PROBLEM TO SOLVE: Please transcribe, exactly, the line that contains "Place one pin on each instance of the utility" and every line after it to the end of the records, and nothing else.

DATASET RECORDS:
+ + + + +

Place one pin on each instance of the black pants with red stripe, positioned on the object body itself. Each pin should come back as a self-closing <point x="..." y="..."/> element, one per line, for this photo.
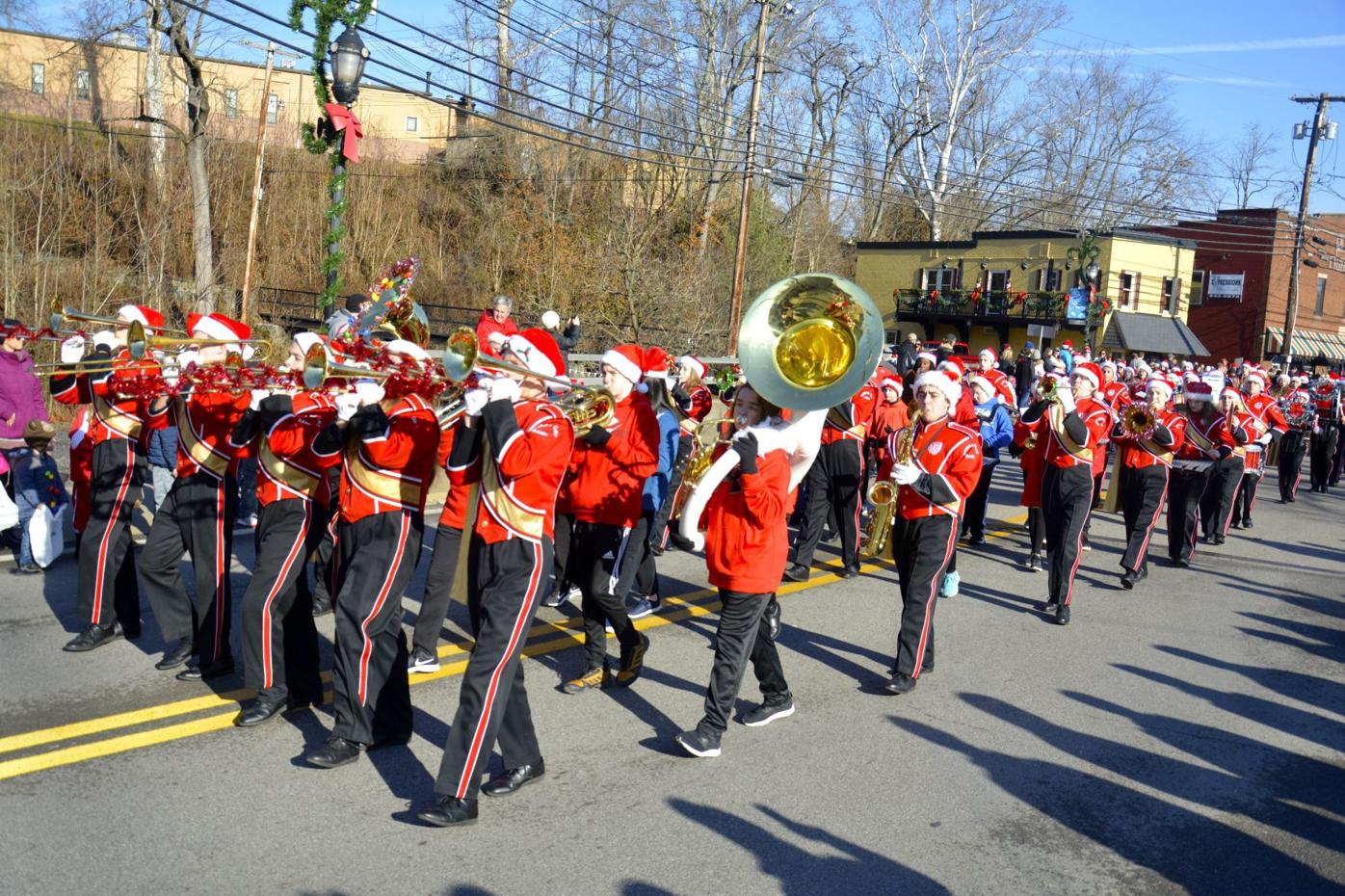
<point x="280" y="639"/>
<point x="1185" y="488"/>
<point x="741" y="635"/>
<point x="503" y="584"/>
<point x="438" y="584"/>
<point x="1216" y="505"/>
<point x="603" y="564"/>
<point x="118" y="474"/>
<point x="1142" y="491"/>
<point x="832" y="484"/>
<point x="921" y="549"/>
<point x="198" y="518"/>
<point x="1066" y="502"/>
<point x="376" y="560"/>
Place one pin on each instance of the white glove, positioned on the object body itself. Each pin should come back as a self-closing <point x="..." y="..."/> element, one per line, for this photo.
<point x="347" y="404"/>
<point x="369" y="393"/>
<point x="71" y="350"/>
<point x="906" y="474"/>
<point x="474" y="400"/>
<point x="503" y="389"/>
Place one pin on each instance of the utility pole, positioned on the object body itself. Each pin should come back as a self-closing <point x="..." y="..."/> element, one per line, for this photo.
<point x="1318" y="128"/>
<point x="257" y="170"/>
<point x="740" y="260"/>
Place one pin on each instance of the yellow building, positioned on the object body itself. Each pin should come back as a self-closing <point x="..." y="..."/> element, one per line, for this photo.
<point x="64" y="78"/>
<point x="1013" y="287"/>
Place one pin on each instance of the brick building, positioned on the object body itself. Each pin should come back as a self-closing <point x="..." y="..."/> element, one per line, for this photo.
<point x="1239" y="294"/>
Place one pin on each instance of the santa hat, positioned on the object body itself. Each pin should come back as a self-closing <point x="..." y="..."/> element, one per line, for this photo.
<point x="148" y="318"/>
<point x="943" y="382"/>
<point x="655" y="363"/>
<point x="625" y="359"/>
<point x="1089" y="370"/>
<point x="695" y="363"/>
<point x="1199" y="390"/>
<point x="537" y="352"/>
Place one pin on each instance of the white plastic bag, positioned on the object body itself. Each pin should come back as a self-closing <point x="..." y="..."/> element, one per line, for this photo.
<point x="46" y="535"/>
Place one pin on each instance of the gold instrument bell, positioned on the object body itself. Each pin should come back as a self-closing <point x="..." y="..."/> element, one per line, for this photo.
<point x="810" y="340"/>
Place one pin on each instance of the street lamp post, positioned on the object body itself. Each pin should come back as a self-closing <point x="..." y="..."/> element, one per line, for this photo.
<point x="349" y="55"/>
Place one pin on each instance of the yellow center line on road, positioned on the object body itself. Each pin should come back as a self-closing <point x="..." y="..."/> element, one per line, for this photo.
<point x="693" y="604"/>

+ + + + +

RESULT FOR THIS EXERCISE:
Place one pin on each instance of the utility pole, positioned on the object body itself. Each pin should come back as a self-closing <point x="..." y="..."/> element, one per line, for this photo.
<point x="1318" y="128"/>
<point x="257" y="170"/>
<point x="740" y="260"/>
Place one pin on each instance of the yellow building, positioned on the object body itself. Each pin should come back as a self-closing <point x="..." y="..."/> element, one per line, for this photo.
<point x="64" y="78"/>
<point x="1013" y="287"/>
Place one pin on each instance of the brick building, positioned on the object body itself. Each pin should come back as a self-closing <point x="..." y="..."/> element, one per line, for this photo.
<point x="1239" y="294"/>
Place one pin on each instance of the santa hat, positioned on the object body itself. Each pin should come back as a self-closing <point x="..." y="..."/> element, one per line, for this photo.
<point x="148" y="318"/>
<point x="943" y="382"/>
<point x="655" y="363"/>
<point x="625" y="359"/>
<point x="1089" y="370"/>
<point x="695" y="363"/>
<point x="1199" y="390"/>
<point x="537" y="352"/>
Place one pin on each instance of the white plastic bag, positioned on the object body itself. Each pin should come back as a self-closing <point x="..." y="..."/> element, one per line, for this photo.
<point x="46" y="535"/>
Place one pin on each instance of the gold instrument bell, positioned on the object body itself. Each pin should come back as a self-closing <point x="..." y="..."/> element, one per line, for this photo.
<point x="810" y="340"/>
Place one pin on each instance of the street lamp post, positioned on the object body itself. Each pin should come back as a self-closing <point x="..." y="..."/> element, one per line, for this photo.
<point x="349" y="55"/>
Place one pin on each instance of the yellow center line on road, positioned on the object body itself. Each pin should come back as a self-closing <point x="..." y="..."/> element, one per line, for this photo.
<point x="693" y="604"/>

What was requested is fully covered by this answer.